Given problem = Copy out the stretch from the start of the items through the line containing "[0,122,370,295]", swapping "curved railing" for "bent railing" and keeping everything else the same. Don't include the pictures in your answer.

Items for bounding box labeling
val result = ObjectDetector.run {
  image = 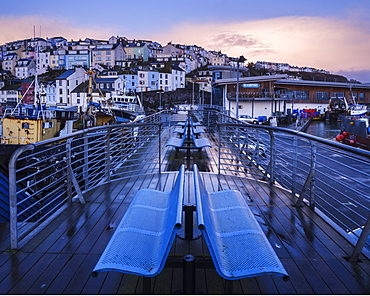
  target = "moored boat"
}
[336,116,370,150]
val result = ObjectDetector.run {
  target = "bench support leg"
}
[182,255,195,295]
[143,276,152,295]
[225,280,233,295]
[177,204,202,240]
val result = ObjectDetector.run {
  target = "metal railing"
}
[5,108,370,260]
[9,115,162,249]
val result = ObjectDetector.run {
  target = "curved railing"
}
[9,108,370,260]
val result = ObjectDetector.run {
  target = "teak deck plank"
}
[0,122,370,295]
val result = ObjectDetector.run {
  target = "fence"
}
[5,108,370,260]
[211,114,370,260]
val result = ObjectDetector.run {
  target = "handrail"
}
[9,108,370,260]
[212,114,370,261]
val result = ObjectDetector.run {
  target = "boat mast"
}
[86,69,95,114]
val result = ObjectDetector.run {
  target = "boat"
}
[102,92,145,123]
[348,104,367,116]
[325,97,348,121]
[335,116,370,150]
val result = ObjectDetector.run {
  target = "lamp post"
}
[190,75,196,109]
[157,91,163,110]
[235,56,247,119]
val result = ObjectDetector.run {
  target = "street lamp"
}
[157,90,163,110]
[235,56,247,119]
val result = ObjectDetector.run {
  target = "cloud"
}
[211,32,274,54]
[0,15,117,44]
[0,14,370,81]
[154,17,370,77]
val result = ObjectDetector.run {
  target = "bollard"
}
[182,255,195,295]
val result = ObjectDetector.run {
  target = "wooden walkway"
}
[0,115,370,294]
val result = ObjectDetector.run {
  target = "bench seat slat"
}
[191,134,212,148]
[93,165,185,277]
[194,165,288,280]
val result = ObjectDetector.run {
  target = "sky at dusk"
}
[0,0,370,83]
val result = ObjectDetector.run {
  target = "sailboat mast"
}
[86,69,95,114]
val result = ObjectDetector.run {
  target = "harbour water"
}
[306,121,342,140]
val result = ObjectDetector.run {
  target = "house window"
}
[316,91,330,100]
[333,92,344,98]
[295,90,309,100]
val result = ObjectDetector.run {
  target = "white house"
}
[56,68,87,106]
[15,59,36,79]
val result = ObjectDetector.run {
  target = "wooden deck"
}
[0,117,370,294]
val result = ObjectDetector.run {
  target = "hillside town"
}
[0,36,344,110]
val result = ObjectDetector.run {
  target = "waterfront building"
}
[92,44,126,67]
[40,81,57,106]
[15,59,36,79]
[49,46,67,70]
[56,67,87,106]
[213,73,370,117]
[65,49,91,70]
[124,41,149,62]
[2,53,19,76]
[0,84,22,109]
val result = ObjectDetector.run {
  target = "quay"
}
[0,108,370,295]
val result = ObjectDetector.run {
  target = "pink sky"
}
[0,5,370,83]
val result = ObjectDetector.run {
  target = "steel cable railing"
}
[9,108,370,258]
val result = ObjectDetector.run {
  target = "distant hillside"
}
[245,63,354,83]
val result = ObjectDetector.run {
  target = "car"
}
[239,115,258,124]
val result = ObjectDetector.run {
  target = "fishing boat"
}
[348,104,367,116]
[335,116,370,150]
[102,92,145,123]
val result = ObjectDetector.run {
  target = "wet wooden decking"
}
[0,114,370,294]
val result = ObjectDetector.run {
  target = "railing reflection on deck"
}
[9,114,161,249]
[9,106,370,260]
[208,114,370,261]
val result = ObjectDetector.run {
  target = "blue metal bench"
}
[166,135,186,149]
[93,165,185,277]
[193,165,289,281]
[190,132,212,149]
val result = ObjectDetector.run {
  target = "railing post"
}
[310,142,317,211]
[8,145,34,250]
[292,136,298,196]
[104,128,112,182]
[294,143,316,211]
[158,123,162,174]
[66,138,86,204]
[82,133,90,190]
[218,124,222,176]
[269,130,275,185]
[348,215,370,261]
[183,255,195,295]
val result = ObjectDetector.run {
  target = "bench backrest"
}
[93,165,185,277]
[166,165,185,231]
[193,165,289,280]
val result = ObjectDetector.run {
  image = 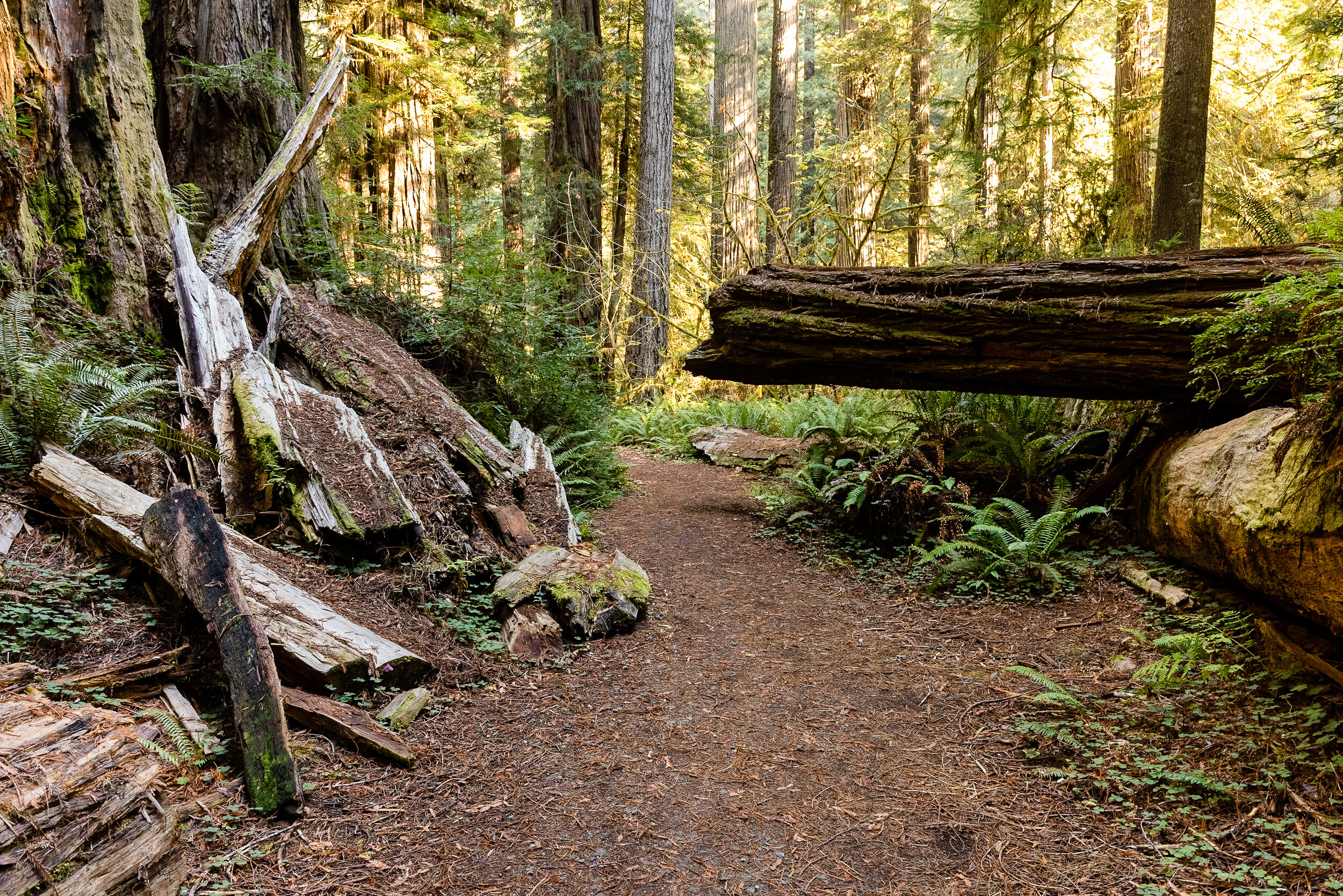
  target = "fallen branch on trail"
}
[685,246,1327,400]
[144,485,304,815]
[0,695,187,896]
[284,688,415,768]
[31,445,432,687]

Exercise result =
val result = ObjectDetector.run {
  image = 
  target = "moored boat"
}
[336,116,370,150]
val result = ObjectDetector.run {
  target = "bench support leg"
}
[182,255,195,295]
[143,276,152,295]
[225,280,233,295]
[177,204,202,240]
val result = ObjectDetector.run {
  target = "metal railing"
}
[5,108,370,260]
[9,115,162,249]
val result = ObjectDetector.run {
  target = "bent railing"
}
[9,108,370,260]
val result = ObjectDetector.run {
  target = "teak deck plank"
}
[0,122,370,295]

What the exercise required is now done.